## YOUR GOAL
Each line of the material must be returned exactly.
--- EXERCISE DATA ---
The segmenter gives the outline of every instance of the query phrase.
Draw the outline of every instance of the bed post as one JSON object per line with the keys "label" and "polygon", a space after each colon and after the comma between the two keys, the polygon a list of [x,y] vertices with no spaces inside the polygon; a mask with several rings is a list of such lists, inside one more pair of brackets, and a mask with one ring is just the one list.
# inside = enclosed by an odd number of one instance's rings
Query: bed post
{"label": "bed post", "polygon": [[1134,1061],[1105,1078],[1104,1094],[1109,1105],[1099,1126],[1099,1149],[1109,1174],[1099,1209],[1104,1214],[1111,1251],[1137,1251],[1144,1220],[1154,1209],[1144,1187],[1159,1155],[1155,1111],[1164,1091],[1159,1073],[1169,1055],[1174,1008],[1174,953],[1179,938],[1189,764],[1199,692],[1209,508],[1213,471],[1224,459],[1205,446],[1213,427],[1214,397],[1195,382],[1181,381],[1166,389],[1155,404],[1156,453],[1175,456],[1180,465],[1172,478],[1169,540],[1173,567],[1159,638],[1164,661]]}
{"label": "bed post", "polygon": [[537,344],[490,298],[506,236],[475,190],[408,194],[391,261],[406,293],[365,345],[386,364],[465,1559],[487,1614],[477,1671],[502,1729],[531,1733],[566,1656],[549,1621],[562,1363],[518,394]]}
---
## EXERCISE OUTPUT
The segmenter gives the outline of every instance of the query phrase.
Draw the outline of every instance of the bed post as one JSON object per line with the keys "label" and "polygon", a space after each colon and after the comma between the two keys, the polygon a list of [x,y] vertices with no spaces inside the polygon; a mask with several rings is a list of such lists, inside one more pair of brackets, and a mask with one ring is just the one list.
# inside = enclosed by an odd number of one instance's rings
Query: bed post
{"label": "bed post", "polygon": [[1134,1061],[1105,1078],[1104,1094],[1109,1105],[1099,1126],[1099,1149],[1109,1174],[1099,1209],[1104,1214],[1111,1251],[1137,1251],[1144,1220],[1154,1209],[1144,1187],[1159,1155],[1155,1111],[1164,1091],[1159,1073],[1169,1055],[1174,1008],[1174,953],[1179,938],[1189,764],[1199,692],[1209,508],[1213,471],[1224,459],[1205,446],[1213,427],[1214,397],[1195,382],[1181,381],[1166,389],[1155,404],[1156,453],[1175,456],[1180,465],[1172,478],[1169,540],[1173,567],[1159,638],[1164,661]]}
{"label": "bed post", "polygon": [[537,344],[490,298],[506,236],[475,190],[408,194],[391,261],[406,293],[365,345],[386,364],[465,1559],[487,1614],[477,1671],[502,1729],[531,1733],[566,1656],[549,1621],[562,1363],[518,394]]}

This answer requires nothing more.